— Challenge —
Reproduce the records verbatim, starting at their first line and ending at the line that contains "[(562, 486)]", with both of those lines included.

[START Input]

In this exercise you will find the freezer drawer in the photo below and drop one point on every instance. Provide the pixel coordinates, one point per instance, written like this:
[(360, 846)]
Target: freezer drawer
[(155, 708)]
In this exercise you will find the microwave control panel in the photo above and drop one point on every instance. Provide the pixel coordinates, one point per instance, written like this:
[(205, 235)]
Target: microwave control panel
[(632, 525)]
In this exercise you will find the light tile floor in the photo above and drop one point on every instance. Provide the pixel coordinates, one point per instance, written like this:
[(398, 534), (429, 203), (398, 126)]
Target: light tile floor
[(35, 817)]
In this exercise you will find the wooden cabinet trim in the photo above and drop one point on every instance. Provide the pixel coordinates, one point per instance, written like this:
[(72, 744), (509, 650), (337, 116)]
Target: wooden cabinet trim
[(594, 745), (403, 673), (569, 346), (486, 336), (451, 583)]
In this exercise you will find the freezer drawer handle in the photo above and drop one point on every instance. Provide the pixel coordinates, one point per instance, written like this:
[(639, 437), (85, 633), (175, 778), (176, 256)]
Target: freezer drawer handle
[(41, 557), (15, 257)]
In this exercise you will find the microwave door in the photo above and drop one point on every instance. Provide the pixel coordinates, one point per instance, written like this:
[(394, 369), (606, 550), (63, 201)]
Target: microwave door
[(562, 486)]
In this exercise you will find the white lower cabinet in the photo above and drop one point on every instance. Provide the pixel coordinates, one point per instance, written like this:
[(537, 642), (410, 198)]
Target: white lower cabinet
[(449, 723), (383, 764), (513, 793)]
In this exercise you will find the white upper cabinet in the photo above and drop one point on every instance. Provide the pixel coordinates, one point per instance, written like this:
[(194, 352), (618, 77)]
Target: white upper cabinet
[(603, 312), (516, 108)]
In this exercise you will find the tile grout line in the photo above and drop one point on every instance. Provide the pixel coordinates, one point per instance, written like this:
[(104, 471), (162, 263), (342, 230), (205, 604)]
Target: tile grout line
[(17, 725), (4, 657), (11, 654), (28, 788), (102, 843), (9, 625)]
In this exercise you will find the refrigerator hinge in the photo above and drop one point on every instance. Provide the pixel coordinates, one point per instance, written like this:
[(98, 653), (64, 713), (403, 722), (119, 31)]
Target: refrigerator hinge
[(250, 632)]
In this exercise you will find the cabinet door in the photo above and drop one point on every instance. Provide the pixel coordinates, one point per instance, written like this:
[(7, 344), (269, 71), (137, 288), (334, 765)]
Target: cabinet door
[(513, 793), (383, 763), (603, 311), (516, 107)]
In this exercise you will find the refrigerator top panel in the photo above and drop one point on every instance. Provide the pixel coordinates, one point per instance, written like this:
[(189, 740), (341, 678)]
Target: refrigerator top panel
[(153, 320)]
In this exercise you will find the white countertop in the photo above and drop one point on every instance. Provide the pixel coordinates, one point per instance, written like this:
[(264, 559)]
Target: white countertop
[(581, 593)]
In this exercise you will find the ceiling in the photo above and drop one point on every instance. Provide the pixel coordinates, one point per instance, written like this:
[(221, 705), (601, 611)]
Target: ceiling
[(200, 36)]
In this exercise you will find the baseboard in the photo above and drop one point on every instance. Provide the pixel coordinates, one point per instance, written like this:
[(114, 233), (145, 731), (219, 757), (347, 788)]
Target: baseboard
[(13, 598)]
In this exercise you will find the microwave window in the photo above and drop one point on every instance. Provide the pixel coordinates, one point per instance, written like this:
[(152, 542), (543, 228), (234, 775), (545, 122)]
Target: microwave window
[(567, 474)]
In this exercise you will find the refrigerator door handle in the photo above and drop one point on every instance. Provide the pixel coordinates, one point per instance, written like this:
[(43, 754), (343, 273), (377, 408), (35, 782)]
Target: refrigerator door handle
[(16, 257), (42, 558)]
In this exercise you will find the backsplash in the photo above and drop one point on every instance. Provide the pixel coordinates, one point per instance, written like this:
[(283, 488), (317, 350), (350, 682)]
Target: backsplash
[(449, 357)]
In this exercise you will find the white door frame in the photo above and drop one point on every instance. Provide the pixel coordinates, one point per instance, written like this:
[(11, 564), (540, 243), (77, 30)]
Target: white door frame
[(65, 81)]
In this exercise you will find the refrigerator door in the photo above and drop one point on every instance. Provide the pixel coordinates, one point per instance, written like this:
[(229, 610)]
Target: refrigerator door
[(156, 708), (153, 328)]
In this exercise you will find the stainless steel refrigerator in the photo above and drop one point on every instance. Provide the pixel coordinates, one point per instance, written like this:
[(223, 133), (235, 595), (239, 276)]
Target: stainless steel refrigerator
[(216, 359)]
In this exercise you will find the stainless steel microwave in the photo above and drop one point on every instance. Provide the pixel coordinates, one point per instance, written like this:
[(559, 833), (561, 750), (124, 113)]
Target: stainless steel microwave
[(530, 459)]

[END Input]

— Written solution —
In this exercise you will find the freezer drawer in the photo below and drop one point on every instance. Provide the pixel coordinates, one point per instance, written like this:
[(360, 846)]
Target: freezer drawer
[(155, 708)]
In this exercise you will find the microwave control panel in the photo above and drop one point on every instance. Provide the pixel coordinates, one point per instance, written like this:
[(205, 235)]
Target: microwave control panel
[(632, 525)]
In this exercise you will find the light tile floor in the photo above and drop one point on every instance. Provide the pixel coordinates, one point per instance, written like this:
[(398, 534), (429, 203), (398, 126)]
Target: light tile floor
[(35, 817)]
In this exercise you will find the wooden cabinet trim in the photo above and drop one point on every instance. Provide the pixel coordinates, one point per instance, written like this:
[(72, 744), (509, 650), (337, 116)]
Target: wooden cabinet trim
[(594, 745), (403, 673), (569, 346), (486, 336), (451, 583)]
In this exercise you will find the freezer drawer handle in the photo above and drop one point on every instance. Provide the pixel coordinates, one point per instance, written like this:
[(639, 437), (85, 633), (175, 778), (176, 256)]
Target: freezer drawer handle
[(41, 557), (15, 257)]
In this exercise you will find the microwave door in the photo above and drop one point on every instance. Provide the pixel coordinates, one point per instance, written like this:
[(394, 369), (606, 550), (63, 201)]
Target: microwave door
[(562, 486)]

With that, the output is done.